» Exercise set:
a) Answer these questions from the mailing-list thread on vfs write barriers:
(i) According to the thread, what does sb_write_barrier(sb) wait for?
(ii) What name does the directory entry created by the prototype take?
(iii) Who is responsible for persisting the change records?
b) Carry on the mailing-list thread on vfs write barriers, starting right after its last sentence.

» Selected excerpt:

Re: [LSF/MM/BPF TOPIC] vfs write barriers

Amir Goldstein <amir73il@xxxxxxxxx> · Thu, 23 Jan 2025 15:01:11 +0100

On Thu, Jan 23, 2025 at 1:34 AM Dave Chinner <david@xxxxxxxxxxxxx> wrote:
>
> On Mon, Jan 20, 2025 at 12:41:33PM +0100, Amir Goldstein wrote:
> > For the HSM prototype, we track changes to a filesystem during
> > a given time period by handling pre-modify vfs events and recording
> > the file handles of changed objects.
> >
> > sb_write_barrier(sb) provides an (internal so far) vfs API to wait
> > for in-flight syscalls that can be still modifying user visible in-core
> > data/metadata, without blocking new syscalls.
>
> Yes, I get this part. What I don't understand is how it is in any
> way useful....
>
> > The method described in the HSM prototype [3] uses this API
> > to persist the state that all the changes until time T were "observed".
> >
> > > This proposed write barrier does not seem capable of providing any
> > > sort of physical data or metadata/data write ordering guarantees, so
> > > I'm a bit lost in how it can be used to provide reliable "crash
> > > consistent change tracking" when there is no relationship between
> > > the data/metadata in memory and data/metadata on disk...
> >
> > That's a good question. A bit hard to explain but I will try.
> >
> > The short answer is that the vfs write barrier does *not* by itself
> > provide the guarantee for "crash consistent change tracking".
> >
> > In the prototype, the "crash consistent change tracking" guarantee
> > is provided by the fact that the change records are recorded as
> > as metadata in the same filesystem, prior to the modification and
> > those metadata records are strictly ordered by the filesystem before
> > the actual change.
>
> This doesn't make any sense to me - you seem to be making
> assumptions that I know an awful lot about how your HSM prototype
> works.
>
> What's in a change record

The prototype creates a directory entry of this name:

changed_dirs/$T/<directory file handle hex>

which gets created if it does not exist before a change in a directory
or before a change to a file's data/metadata [*].

[*] For non-dir, the change record is for ANY parent of the file
if the file is unlinked, we have no need to track changes
if the file is disconnected it's up to the HSM to decide if to block the change
or not record it

> when does it get written,

from handling of fanotify pre-modify events (not upstream yet)
*before* the change to in-core data/metadata
which are hooked inside {file,mnt}_want_write() wrappers
*before* {file,sb}_start_write()

> what is it's persistence semantics

The consumer (HSM service) is responsible for persisting
change records (e.g. by fsync of changed_dirs/$T/)

The only guarantee is expects from the filesystem is the
the change records (directory entries) are strictly ordered
to storage before data/metadata changes that are executed
after writing the change record.

» Data records:

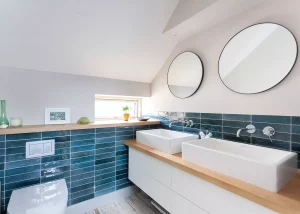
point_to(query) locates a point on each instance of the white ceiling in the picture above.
(120, 39)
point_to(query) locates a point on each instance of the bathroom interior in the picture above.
(149, 106)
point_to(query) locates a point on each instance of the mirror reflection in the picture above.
(258, 58)
(185, 75)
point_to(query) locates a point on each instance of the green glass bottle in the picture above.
(3, 119)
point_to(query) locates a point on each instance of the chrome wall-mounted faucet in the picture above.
(269, 131)
(184, 122)
(250, 129)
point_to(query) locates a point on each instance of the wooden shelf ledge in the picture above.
(75, 126)
(286, 201)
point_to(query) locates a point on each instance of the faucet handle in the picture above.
(269, 131)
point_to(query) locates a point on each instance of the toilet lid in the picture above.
(38, 198)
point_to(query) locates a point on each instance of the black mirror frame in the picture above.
(199, 82)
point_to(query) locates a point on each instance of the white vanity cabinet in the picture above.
(180, 192)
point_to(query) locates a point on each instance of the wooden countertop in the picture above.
(287, 201)
(75, 126)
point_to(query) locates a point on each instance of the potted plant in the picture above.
(126, 114)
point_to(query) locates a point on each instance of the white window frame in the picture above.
(138, 100)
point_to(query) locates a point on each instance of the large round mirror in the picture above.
(258, 58)
(185, 75)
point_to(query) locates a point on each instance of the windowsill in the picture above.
(75, 126)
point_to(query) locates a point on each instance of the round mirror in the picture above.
(185, 75)
(258, 58)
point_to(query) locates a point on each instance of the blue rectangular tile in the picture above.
(83, 187)
(83, 137)
(82, 132)
(59, 139)
(104, 166)
(82, 171)
(106, 135)
(82, 193)
(237, 117)
(105, 145)
(22, 184)
(83, 148)
(22, 170)
(296, 120)
(276, 144)
(81, 199)
(105, 140)
(235, 124)
(102, 130)
(119, 177)
(55, 164)
(104, 171)
(105, 186)
(211, 116)
(62, 145)
(124, 186)
(232, 137)
(21, 177)
(82, 143)
(124, 128)
(82, 159)
(105, 191)
(82, 165)
(82, 154)
(211, 122)
(2, 138)
(271, 119)
(55, 134)
(55, 170)
(27, 136)
(284, 128)
(106, 160)
(17, 143)
(55, 158)
(23, 163)
(210, 128)
(83, 176)
(18, 150)
(105, 176)
(62, 151)
(105, 150)
(105, 155)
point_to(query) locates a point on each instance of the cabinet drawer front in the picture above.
(212, 198)
(160, 193)
(180, 205)
(154, 168)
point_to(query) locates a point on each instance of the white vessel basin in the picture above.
(164, 140)
(269, 169)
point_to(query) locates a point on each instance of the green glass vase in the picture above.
(3, 119)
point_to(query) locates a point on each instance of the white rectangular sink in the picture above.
(164, 140)
(269, 169)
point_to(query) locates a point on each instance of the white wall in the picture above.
(213, 96)
(29, 92)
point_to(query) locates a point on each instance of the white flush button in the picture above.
(35, 149)
(40, 148)
(48, 148)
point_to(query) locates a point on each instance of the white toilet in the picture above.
(48, 198)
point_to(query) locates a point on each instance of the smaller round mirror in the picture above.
(185, 75)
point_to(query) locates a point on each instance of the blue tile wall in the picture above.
(93, 162)
(225, 126)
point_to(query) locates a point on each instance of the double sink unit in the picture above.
(178, 191)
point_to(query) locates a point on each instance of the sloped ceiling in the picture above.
(120, 39)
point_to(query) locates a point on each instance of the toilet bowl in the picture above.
(48, 198)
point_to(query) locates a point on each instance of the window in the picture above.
(110, 107)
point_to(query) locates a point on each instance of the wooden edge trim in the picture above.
(74, 126)
(258, 195)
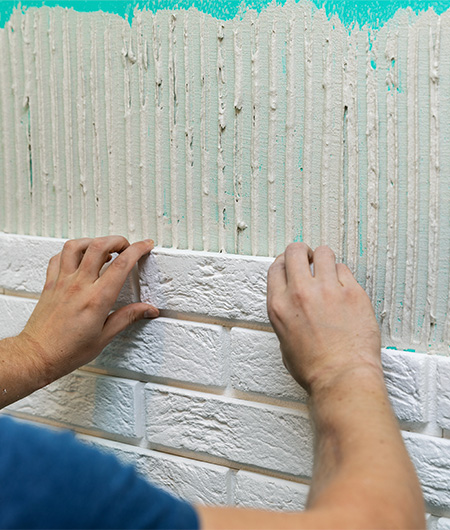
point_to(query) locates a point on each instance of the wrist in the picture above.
(32, 357)
(342, 378)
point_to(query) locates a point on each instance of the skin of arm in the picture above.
(330, 342)
(72, 322)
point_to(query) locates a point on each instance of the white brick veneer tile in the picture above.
(443, 523)
(89, 401)
(24, 260)
(197, 482)
(218, 285)
(272, 437)
(254, 490)
(14, 313)
(173, 349)
(431, 457)
(256, 365)
(405, 377)
(443, 392)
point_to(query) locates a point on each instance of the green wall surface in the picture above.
(371, 12)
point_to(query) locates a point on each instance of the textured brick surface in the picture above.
(226, 286)
(405, 376)
(431, 457)
(256, 365)
(443, 523)
(172, 349)
(197, 482)
(443, 392)
(14, 313)
(248, 433)
(254, 490)
(204, 424)
(24, 260)
(88, 401)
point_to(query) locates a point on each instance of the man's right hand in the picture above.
(325, 322)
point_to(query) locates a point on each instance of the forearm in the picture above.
(361, 463)
(21, 372)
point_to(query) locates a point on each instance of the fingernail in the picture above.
(151, 313)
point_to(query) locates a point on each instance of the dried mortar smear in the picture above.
(240, 136)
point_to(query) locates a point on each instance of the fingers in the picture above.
(324, 264)
(123, 317)
(276, 278)
(72, 254)
(298, 257)
(99, 252)
(111, 282)
(52, 271)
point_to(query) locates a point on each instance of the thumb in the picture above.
(124, 317)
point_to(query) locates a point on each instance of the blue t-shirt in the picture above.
(51, 480)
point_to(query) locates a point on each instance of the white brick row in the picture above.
(252, 434)
(172, 349)
(443, 392)
(194, 481)
(405, 374)
(186, 281)
(256, 366)
(205, 483)
(14, 314)
(88, 401)
(217, 285)
(24, 261)
(431, 457)
(250, 360)
(254, 490)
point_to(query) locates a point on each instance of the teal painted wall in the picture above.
(372, 12)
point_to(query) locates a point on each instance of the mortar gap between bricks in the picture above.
(121, 373)
(218, 321)
(76, 429)
(229, 392)
(224, 462)
(21, 294)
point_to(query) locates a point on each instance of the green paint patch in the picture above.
(373, 13)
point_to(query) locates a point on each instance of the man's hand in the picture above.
(71, 323)
(325, 323)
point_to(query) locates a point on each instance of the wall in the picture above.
(225, 140)
(199, 399)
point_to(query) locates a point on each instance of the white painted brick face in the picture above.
(200, 282)
(256, 365)
(405, 377)
(197, 482)
(443, 393)
(253, 490)
(216, 395)
(88, 401)
(431, 457)
(248, 433)
(24, 260)
(14, 313)
(172, 349)
(443, 523)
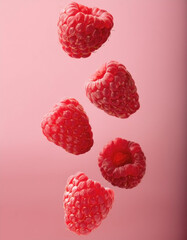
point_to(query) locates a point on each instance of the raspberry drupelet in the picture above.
(67, 125)
(82, 30)
(113, 90)
(86, 204)
(122, 163)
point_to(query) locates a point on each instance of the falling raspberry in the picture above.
(122, 163)
(82, 30)
(86, 203)
(113, 90)
(67, 125)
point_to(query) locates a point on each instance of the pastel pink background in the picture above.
(149, 38)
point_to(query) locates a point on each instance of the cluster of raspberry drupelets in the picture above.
(112, 89)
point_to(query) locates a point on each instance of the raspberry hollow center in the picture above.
(121, 159)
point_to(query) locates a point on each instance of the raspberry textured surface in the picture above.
(86, 203)
(113, 90)
(82, 30)
(67, 125)
(122, 163)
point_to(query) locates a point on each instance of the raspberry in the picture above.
(86, 203)
(113, 90)
(67, 125)
(82, 30)
(122, 163)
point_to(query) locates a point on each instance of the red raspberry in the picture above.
(122, 163)
(86, 203)
(67, 125)
(113, 90)
(82, 30)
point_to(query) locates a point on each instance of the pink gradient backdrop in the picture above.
(148, 37)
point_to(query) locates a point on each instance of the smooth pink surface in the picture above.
(149, 38)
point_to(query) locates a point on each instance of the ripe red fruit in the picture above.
(82, 30)
(113, 90)
(67, 125)
(86, 203)
(122, 163)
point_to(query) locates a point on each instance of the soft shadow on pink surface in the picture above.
(149, 38)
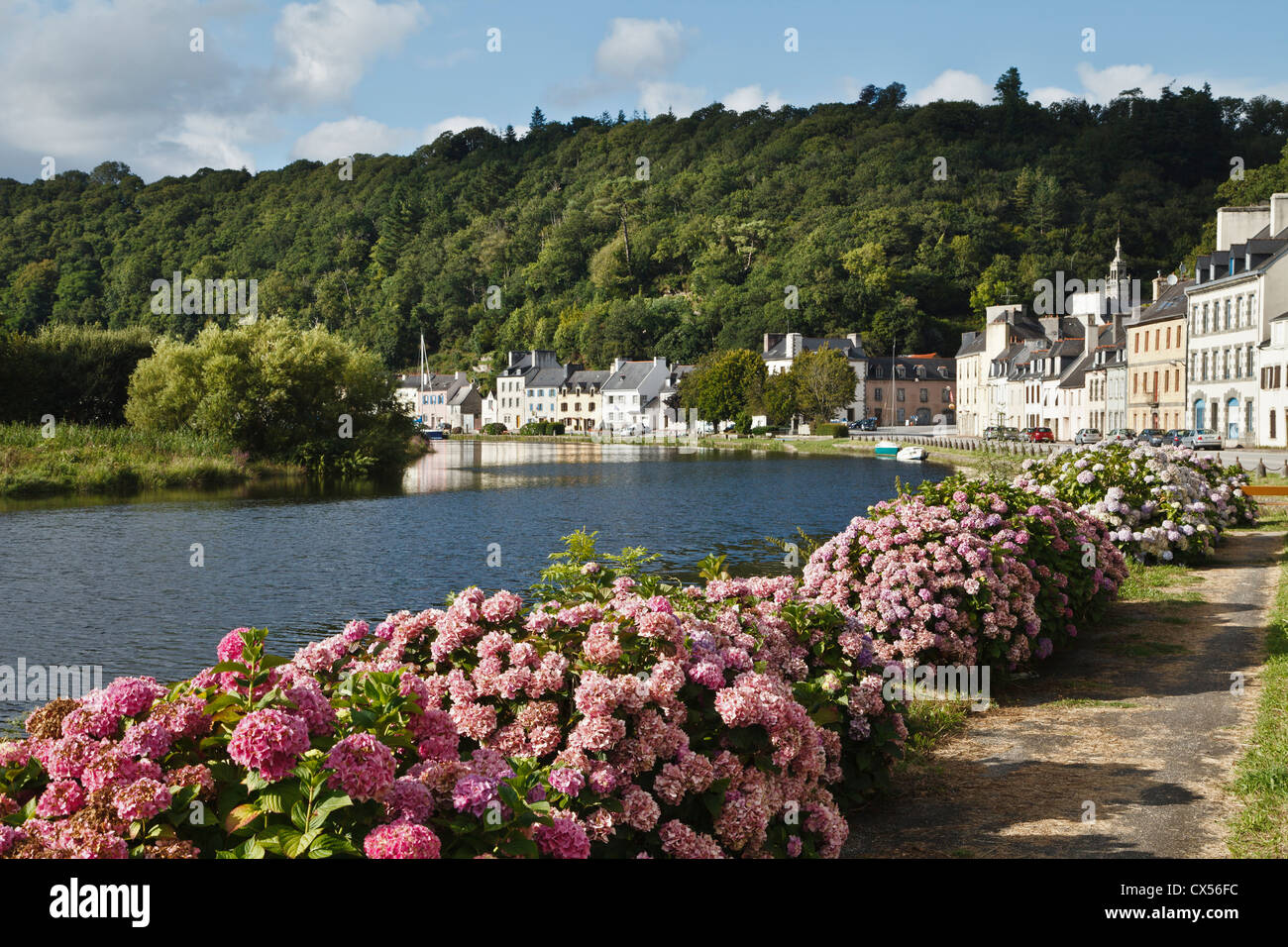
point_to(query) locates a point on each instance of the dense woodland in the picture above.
(840, 201)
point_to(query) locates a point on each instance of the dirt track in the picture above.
(1147, 731)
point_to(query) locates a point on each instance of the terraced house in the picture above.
(781, 351)
(1237, 291)
(1155, 360)
(921, 388)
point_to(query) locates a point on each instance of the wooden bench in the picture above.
(1252, 489)
(1267, 495)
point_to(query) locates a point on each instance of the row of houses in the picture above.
(630, 397)
(640, 395)
(1206, 352)
(896, 389)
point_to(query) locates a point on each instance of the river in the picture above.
(112, 582)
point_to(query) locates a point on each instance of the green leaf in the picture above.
(241, 817)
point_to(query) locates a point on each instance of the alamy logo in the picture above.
(939, 684)
(210, 298)
(39, 684)
(132, 902)
(1056, 298)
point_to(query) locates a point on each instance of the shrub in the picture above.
(76, 373)
(1160, 504)
(956, 575)
(275, 392)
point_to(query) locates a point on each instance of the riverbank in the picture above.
(1126, 746)
(90, 460)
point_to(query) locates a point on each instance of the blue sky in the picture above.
(93, 80)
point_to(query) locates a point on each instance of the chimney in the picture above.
(1278, 214)
(1235, 224)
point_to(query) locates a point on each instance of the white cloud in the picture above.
(93, 81)
(1108, 82)
(330, 44)
(682, 99)
(640, 48)
(352, 136)
(1103, 85)
(1050, 94)
(750, 97)
(954, 85)
(201, 141)
(458, 123)
(357, 134)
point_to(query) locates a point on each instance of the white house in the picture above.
(1239, 289)
(629, 389)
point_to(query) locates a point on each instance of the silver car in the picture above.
(1202, 441)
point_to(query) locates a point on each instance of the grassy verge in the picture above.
(1261, 777)
(117, 460)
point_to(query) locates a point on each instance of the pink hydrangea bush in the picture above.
(617, 724)
(1159, 504)
(967, 574)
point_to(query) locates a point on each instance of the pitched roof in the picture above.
(629, 376)
(778, 352)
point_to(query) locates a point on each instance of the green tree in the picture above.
(722, 384)
(275, 392)
(823, 382)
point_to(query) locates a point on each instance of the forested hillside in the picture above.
(840, 201)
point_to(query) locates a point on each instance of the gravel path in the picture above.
(1138, 720)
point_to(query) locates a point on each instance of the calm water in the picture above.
(112, 583)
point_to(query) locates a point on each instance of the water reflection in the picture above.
(111, 582)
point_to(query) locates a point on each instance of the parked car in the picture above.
(1202, 441)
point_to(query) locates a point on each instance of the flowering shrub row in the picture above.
(1160, 504)
(969, 571)
(617, 714)
(617, 720)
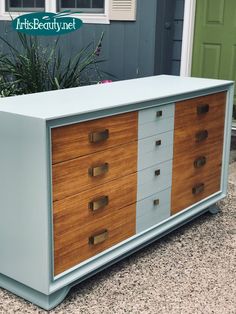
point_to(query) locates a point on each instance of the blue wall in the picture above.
(128, 47)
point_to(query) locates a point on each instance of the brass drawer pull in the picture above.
(199, 162)
(98, 238)
(98, 203)
(198, 188)
(159, 114)
(201, 135)
(202, 109)
(99, 170)
(96, 137)
(158, 143)
(157, 172)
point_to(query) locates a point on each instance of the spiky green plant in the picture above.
(34, 68)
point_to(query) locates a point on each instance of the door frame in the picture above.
(188, 36)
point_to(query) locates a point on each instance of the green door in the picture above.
(214, 49)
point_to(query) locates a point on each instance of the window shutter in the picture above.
(123, 10)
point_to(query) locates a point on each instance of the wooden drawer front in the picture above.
(151, 124)
(200, 111)
(197, 160)
(75, 246)
(155, 149)
(154, 179)
(85, 207)
(153, 210)
(72, 177)
(207, 184)
(69, 142)
(186, 140)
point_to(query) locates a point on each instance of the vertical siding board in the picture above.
(116, 47)
(131, 52)
(147, 34)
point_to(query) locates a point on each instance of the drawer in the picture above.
(92, 204)
(197, 137)
(153, 210)
(154, 128)
(72, 141)
(187, 192)
(200, 110)
(155, 149)
(83, 173)
(79, 244)
(156, 114)
(154, 179)
(202, 161)
(155, 120)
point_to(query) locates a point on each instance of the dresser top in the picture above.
(79, 100)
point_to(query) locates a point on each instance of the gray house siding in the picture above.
(129, 48)
(177, 38)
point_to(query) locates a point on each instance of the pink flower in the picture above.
(105, 81)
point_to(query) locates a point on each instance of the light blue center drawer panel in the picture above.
(154, 179)
(155, 149)
(155, 120)
(153, 210)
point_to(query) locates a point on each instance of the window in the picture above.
(84, 6)
(25, 5)
(92, 11)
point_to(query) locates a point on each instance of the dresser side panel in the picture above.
(24, 215)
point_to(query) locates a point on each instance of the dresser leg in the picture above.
(214, 209)
(44, 301)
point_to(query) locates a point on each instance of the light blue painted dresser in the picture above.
(90, 175)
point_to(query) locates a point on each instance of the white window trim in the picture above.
(92, 18)
(188, 37)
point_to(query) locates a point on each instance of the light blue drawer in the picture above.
(150, 124)
(150, 115)
(150, 214)
(150, 152)
(149, 183)
(152, 128)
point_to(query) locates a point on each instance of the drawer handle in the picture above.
(202, 109)
(199, 162)
(98, 238)
(159, 114)
(98, 203)
(201, 135)
(198, 188)
(96, 137)
(97, 171)
(157, 172)
(158, 143)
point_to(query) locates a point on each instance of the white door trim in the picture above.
(188, 35)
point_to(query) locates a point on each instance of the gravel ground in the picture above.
(192, 270)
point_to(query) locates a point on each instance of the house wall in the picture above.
(177, 38)
(128, 47)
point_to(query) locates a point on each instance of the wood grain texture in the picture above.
(72, 247)
(186, 111)
(71, 177)
(71, 211)
(69, 142)
(187, 150)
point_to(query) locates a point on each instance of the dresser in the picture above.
(92, 174)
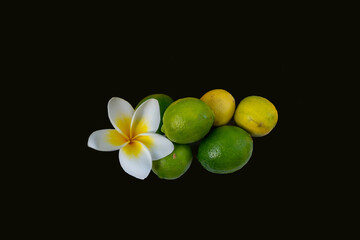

» Responses:
a)
(i) It waits for in-flight syscalls that can still be modifying user visible in-core data/metadata, without blocking new syscalls.
(ii) changed_dirs/$T/<directory file handle hex>
(iii) The consumer (the HSM service), for example by fsync of changed_dirs/$T/.

b)
> what filesystem metadata is it being written to?

For the prototype it is a directory index,
but that is an implementation detail of this prototype.

> how does this relate to the actual dirty data that is
> resident in the page cache that hasn't been written to stable
> storage yet?

The relation is as follows:
- HSM starts recording change records under both
  changed_dirs/$T/ and changed_dirs/$((T+1))/
- HSM calls sb_write_barrier() and syncfs()
- Then HSM stops recording changes in changed_dirs/$T/

So by the time changed_dirs/$T/ is "sealed", all the dirty data
will be either persistent in stable storage
OR also recorded in changed_dirs/$((T+1))/

> Is there a another change record to say the data the
> first change record tracks has been written to persistent storage?
>

Yes, I use a symlink to denote the "current" live change tracking session,
something like:

$ ln -sf $((T)) changed_dirs/current
...
$ ln -sf $((T+1)) changed_dirs/next
... (write barrier etc)
$ sync -f changed_dirs # seal current
$ mv changed_dirs/next changed_dirs/current

As you can see, I was trying to avoid tying the persistence semantics
to the kernel implementation of HSM.

As far as I can tell, the only thing I am missing from the kernel is
the vfs write barrier in order to take care of the rest in userspace.

Yes, there is this baby elephant in the room that "strictly ordered metadata"
is not in any contract, but I am willing to live with that for now, for the
benefits of filesystem agnostic HSM implementation.

> > The vfs write barrier allows to partition the change tracking records
> > into overlapping time periods in a way that allows the *consumer* of
> > the changes to consume the changes in a "crash consistent manner",
> > because:
>
> > 1. All the in-core changes recorded before the barrier are fully
> >     observable after the barrier
> > 2. All the in-core changes that started after the barrier, will be recorded
> >     for the future change query
> >
> > I would love to discuss the merits and pitfalls of this method, but the
> > main thing I wanted to get feedback on is whether anyone finds the
> > described vfs API useful for anything other that the change tracking
> > system that I described.
>
> This seems like a very specialised niche use case right now, but I
> still have no clear idea how the application using this proposed
> write barrier actually works to acheive the stated functionality
> this feature provides it with...
>

The problem that vfs write barrier is trying to solve is the problem
of order between changing and observing in-core data/metadata.
It seems like a problem that is more generic than my specialized
niche, but maybe it isn't.

The consumer of change tracking will start observing (reading)
the data/metadata only after sealing the period $T records,
so it avoids the risk of observing old data/metadata in a directory
recorded in period $T, without having another record in period $T+1.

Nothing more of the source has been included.